EXERCISE DESCRIPTION — Extract the full listing below without altering a single character.

(Part of a data file)
=-=-=-=-=

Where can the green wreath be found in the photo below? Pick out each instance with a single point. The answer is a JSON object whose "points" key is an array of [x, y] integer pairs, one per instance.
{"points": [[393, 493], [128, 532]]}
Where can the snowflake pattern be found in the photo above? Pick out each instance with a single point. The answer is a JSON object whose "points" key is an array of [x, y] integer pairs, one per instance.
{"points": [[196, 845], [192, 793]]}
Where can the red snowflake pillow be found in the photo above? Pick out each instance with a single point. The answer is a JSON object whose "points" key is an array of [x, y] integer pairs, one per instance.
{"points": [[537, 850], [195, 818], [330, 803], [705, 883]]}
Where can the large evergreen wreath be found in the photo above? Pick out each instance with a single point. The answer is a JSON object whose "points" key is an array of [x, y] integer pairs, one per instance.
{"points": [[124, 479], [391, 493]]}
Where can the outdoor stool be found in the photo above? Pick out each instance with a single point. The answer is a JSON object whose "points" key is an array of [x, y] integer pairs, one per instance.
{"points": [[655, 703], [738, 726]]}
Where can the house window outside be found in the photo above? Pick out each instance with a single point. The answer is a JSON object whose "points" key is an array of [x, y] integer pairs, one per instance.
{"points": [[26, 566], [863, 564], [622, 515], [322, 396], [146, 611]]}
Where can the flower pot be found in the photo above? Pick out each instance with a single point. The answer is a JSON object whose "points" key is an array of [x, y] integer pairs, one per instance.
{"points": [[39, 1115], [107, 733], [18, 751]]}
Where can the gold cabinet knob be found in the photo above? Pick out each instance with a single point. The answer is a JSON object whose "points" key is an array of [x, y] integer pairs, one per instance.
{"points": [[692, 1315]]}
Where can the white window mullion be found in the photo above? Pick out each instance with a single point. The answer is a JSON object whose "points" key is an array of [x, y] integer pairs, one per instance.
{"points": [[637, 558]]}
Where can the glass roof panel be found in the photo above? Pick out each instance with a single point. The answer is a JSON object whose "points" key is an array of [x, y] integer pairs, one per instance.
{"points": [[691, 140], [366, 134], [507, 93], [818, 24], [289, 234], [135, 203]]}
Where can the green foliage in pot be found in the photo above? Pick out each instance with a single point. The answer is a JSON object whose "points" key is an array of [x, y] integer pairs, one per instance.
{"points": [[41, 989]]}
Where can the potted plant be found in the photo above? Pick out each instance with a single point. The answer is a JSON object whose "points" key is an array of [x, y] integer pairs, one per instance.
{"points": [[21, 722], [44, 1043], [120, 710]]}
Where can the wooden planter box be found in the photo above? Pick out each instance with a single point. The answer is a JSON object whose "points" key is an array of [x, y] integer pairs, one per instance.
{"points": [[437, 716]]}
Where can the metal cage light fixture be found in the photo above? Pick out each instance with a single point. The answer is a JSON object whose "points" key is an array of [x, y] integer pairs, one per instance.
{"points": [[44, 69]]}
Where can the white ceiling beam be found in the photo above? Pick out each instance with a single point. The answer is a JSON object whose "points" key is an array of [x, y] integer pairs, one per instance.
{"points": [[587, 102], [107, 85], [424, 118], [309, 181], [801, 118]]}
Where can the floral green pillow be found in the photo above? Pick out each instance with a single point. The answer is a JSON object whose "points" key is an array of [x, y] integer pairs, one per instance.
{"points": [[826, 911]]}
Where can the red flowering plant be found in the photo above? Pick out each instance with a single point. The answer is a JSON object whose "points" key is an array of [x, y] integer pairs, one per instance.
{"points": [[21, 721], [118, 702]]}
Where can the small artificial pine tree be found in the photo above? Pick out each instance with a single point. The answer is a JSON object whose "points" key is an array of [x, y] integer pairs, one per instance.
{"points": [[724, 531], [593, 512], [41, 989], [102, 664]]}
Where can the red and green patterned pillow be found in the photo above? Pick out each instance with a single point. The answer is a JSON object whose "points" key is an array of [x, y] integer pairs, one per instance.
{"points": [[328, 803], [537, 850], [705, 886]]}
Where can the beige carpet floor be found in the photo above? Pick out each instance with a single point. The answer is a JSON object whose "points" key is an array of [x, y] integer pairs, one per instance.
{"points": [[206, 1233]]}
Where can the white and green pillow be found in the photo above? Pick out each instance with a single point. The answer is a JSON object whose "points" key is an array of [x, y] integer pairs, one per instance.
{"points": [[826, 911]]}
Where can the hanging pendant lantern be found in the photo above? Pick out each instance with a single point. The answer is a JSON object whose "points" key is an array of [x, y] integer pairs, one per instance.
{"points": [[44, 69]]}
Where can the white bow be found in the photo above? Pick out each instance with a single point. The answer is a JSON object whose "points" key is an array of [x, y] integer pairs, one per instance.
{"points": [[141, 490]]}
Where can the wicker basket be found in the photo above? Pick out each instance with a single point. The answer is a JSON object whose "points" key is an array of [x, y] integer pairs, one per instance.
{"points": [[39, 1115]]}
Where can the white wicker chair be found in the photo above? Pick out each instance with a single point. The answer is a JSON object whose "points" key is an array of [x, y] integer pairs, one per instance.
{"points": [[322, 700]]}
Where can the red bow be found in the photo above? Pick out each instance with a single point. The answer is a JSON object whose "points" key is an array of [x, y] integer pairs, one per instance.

=-=-=-=-=

RESPONSE —
Where can the green wreath be found in the photo below? Pick out each instance with a single point. The answer is a JSON object whose "points" key is an array of [x, y] integer pairs, one per instance.
{"points": [[393, 493], [128, 532]]}
Where can the snowflake pattern be found in the photo above? Pick out each instance with a single point. The answer is a JSON object whose "points" key is an array of [x, y] integer pairs, one per instance.
{"points": [[196, 845], [192, 793]]}
Where can the red snowflake pillow be found in the photo above? Pick out each instance with a single point. The answer is a JSON object whose "points" key is an array of [x, y] integer pairs, one per instance.
{"points": [[537, 850], [195, 818], [330, 803], [705, 883]]}
Where can the large evergreen wreath be found in the photo above? Pick out each instance with a single point. The answer is a JSON object whose "points" key is an array of [x, y] integer pairs, one per instance.
{"points": [[124, 479], [391, 493]]}
Where can the outdoor stool be found in the photo above? Pick out each instance with a single point. The answer is a JSON object whose "points" key is an array of [x, y] integer pairs, one per instance.
{"points": [[655, 703], [738, 726]]}
Where can the house window outside be found in the photo above? Pick out each instance with a single point. The answer is a JSON object whose "points" key is an array of [x, y] integer pairs, one per instance.
{"points": [[26, 566], [863, 564], [622, 515], [322, 396], [146, 611]]}
Where can the flower pot be found in the photo above? Pick out each instance with a single point. The answer is a JSON object whose "points" key is an array of [x, y] integer pairs, one per instance.
{"points": [[39, 1115], [107, 733], [18, 751]]}
Where can the gold cabinet knob be found in the photo above? Pick out each instance with a single point. The answer is a JSON object whose "points" key is an array of [x, y] integer pairs, one per instance.
{"points": [[692, 1315]]}
Where can the white window mullion be found in the photo above? Pick out each instance with a single point. The answer is a JSON object whose "points" key is an array of [x, y] integer pairs, one per instance.
{"points": [[637, 558]]}
Where can the glass roof panel be found in the photo above? Pick out each instance with a single point. The answer is a JSON object whose "points" key is an array of [x, y] integer pairs, one per instance.
{"points": [[691, 140], [366, 134], [507, 93], [818, 24], [289, 234], [135, 203]]}
Where can the green foliage in pot be found in the photo above? Pick out each instance with a single point. The answer is a JSON object whose "points" key is an array of [x, y] integer pairs, one per instance.
{"points": [[41, 989]]}
Where can the potted plant be found in the photo above? Pick out each instance with a single point. The answer is a JSON object whose "points" key is an array of [x, y] integer pairs, one per instance.
{"points": [[21, 722], [44, 1043], [120, 710]]}
Where can the wooden planter box be found in the photo above? Pick out each instance with a single point. The answer is a JSON object whose "points" key is an array of [x, y] integer pairs, one per instance.
{"points": [[437, 716]]}
Where can the metal cage light fixture be found in the photo above? Pick out each instance with a single point. The answer is a JSON object whose "points" key is an array of [x, y] integer pairs, one per instance.
{"points": [[44, 69]]}
Where can the white ceiling beam be found in the photo above? Pick out each instance with a single point. The answer is a JSON object whose "points" key is an array of [x, y] integer pairs, one per instance.
{"points": [[587, 102], [107, 85], [424, 118], [309, 181], [801, 118]]}
Where can the floral green pillow be found in the photo above? Pick out each instance with a single point. The answer is a JSON object whose "points" key is an array of [x, y] integer pairs, one per instance.
{"points": [[826, 911]]}
Where can the red flowering plant be found in the photo above? Pick out each instance with a single point. The answer is a JSON object whose "points" key is an array of [x, y] integer pairs, one per instance.
{"points": [[21, 721], [118, 702]]}
Where can the small artificial pine tree be found in the photo above? Pick out each instance with a single point. The answer is a JSON object whose "points" key is an array of [x, y] integer pairs, one per instance.
{"points": [[724, 531], [593, 512], [41, 989], [102, 664]]}
Where can the red and green patterned pillow be found in the photo above? Pick out each instance with a single point. The answer is a JSON object whose "points" key is an array of [x, y] integer pairs, one per instance.
{"points": [[328, 803], [537, 850], [705, 886]]}
Where can the beige carpet floor be found in the photo above? Pick out each instance with a single point. The answer is a JSON object whose "points" key is an array of [x, y] integer pairs, one per instance.
{"points": [[206, 1233]]}
Where can the white and green pillow be found in the photo above? Pick out each instance with a single point. The answer is a JSON object whose "points" key is an array of [x, y] integer pairs, one per instance.
{"points": [[826, 911]]}
Where can the hanging pendant lantern be found in the photo above? Pick out each instance with a single point. The answer is a JSON object whose "points" key is an array of [x, y] integer pairs, one per instance.
{"points": [[44, 69]]}
Where can the white bow be found in the photo above? Pick out each instance with a single point. The answer is a JSON object whose "points" key is an array of [x, y] integer pairs, one per instance.
{"points": [[141, 490]]}
Where can the wicker basket be found in the photo above? Pick out each instance with a single point. The answer is a JSON object whose "points" key is an array of [x, y] integer pairs, one per instance.
{"points": [[39, 1115]]}
Where can the white wicker chair be found in the photo above? Pick out each instance with a single point. The answer is a JSON object whose "points" key is an array of [x, y] integer pairs, one per instance.
{"points": [[322, 700]]}
Where can the red bow be found in the photo above? Pick out each instance with a single point. The answer is a JSON object whose "points" key is an array of [x, y] integer pairs, one per instance.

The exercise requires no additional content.